WHAT IS EXPECTED: Switch "flow-rate study" to "current survey" in the part of the entries that opens with the line containing "like [(763, 58)]." and runs through the end of the entries. Give those lines again with nothing else changed.

[Source records]
********************
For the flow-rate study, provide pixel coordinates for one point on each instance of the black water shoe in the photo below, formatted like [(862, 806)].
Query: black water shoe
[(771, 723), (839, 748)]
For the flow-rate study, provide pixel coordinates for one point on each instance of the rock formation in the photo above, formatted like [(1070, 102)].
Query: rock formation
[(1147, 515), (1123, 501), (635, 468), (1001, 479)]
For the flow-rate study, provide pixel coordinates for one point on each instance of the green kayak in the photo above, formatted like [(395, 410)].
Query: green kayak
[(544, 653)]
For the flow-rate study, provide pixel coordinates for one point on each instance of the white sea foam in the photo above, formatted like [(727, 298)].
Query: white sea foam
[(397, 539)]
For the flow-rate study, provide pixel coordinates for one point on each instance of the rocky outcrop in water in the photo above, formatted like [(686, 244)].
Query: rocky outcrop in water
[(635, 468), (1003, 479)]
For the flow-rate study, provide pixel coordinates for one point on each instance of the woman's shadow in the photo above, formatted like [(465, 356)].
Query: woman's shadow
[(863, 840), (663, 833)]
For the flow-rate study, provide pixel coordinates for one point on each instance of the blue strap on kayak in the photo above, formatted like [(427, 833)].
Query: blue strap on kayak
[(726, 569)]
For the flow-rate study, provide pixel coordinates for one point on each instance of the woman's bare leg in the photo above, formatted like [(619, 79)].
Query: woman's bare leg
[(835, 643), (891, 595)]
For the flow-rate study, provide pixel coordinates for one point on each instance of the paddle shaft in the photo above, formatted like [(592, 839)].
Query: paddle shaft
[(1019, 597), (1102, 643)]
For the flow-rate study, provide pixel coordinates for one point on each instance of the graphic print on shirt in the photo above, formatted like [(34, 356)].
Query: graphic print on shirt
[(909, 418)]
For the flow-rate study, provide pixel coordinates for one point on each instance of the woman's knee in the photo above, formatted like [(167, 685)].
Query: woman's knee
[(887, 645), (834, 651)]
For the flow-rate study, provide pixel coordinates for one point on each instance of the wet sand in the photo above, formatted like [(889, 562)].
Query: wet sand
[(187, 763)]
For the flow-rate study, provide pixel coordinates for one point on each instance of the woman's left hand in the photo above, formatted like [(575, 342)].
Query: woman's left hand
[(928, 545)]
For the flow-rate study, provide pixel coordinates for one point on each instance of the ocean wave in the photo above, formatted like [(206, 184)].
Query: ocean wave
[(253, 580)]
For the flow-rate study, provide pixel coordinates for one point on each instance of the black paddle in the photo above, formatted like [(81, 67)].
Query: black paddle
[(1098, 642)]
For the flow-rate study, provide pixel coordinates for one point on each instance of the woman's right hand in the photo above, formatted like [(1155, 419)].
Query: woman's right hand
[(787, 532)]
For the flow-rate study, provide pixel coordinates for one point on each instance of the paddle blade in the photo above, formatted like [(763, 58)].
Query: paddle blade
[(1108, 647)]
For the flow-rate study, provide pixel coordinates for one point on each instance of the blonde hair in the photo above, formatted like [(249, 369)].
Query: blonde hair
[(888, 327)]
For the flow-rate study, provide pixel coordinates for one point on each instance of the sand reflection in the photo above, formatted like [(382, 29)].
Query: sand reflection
********************
RESULT OF THIS EXERCISE:
For the current survey, provide pixel coordinates for one point on each instance of the paddle blade in the photo above, formatted like [(763, 58)].
Query: paddle blade
[(1108, 647)]
For the current survey, provide pixel coordinates for one point on each instance of the blonde hair in the photo above, formatted like [(249, 369)].
Query: blonde hair
[(888, 327)]
For the current survey, provide pixel coordinates for one point on each instance of the sand reflection in the photo above, formatted like [(382, 29)].
Query: sand reflection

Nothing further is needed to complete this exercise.